[[ SUPPLIED DATA open ]]

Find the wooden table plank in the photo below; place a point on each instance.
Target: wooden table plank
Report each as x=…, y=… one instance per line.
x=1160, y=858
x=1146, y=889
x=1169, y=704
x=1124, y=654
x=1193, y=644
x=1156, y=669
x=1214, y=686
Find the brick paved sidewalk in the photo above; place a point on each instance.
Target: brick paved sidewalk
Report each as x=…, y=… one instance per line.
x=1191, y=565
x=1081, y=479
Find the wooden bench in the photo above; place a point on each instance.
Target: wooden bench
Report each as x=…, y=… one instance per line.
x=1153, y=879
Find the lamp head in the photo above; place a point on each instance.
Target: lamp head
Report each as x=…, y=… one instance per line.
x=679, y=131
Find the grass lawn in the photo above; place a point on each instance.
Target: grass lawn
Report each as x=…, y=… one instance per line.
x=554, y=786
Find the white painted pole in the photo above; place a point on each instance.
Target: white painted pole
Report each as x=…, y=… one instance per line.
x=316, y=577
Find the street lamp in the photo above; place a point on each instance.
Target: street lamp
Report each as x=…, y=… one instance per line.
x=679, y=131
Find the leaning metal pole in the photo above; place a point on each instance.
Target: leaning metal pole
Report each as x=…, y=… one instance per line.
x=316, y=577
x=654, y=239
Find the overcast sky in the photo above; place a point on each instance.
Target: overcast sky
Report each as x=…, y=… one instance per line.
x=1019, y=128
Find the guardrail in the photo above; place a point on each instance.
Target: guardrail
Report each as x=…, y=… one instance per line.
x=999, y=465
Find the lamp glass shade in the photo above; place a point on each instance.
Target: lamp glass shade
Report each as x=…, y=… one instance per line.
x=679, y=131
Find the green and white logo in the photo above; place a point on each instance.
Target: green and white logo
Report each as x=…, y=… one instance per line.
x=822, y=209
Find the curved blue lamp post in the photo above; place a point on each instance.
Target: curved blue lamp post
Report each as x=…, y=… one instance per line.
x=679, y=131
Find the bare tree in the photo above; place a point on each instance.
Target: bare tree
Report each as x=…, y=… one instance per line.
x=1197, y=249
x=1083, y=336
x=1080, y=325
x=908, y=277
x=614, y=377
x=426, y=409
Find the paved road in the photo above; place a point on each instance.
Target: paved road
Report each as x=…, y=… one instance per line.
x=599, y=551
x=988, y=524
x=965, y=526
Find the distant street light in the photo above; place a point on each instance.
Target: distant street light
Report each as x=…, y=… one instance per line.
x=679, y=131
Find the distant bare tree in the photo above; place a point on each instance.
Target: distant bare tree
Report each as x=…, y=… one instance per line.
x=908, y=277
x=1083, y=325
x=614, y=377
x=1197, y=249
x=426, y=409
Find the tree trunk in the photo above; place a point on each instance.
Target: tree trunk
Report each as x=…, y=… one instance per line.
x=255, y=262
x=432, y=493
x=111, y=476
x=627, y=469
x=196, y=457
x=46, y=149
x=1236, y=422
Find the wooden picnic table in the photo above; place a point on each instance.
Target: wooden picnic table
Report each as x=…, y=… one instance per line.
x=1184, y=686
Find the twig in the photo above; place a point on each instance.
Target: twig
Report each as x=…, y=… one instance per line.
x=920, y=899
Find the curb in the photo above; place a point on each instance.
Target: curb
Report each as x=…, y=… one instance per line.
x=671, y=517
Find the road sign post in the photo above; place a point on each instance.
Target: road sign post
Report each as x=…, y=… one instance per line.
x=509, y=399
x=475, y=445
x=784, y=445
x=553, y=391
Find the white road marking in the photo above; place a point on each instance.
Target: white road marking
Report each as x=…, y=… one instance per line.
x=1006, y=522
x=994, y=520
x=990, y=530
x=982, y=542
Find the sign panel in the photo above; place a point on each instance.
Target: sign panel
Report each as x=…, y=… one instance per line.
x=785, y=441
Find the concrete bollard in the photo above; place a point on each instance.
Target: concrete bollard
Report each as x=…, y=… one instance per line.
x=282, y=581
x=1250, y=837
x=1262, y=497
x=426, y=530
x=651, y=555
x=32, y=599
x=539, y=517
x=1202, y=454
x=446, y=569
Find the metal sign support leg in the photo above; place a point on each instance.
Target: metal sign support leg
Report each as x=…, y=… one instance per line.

[[ SUPPLIED DATA closed ]]

> [PROMPT]
Write down how many lines in the data contain "guardrail". Add nothing else.

> [PROBLEM SOLUTION]
2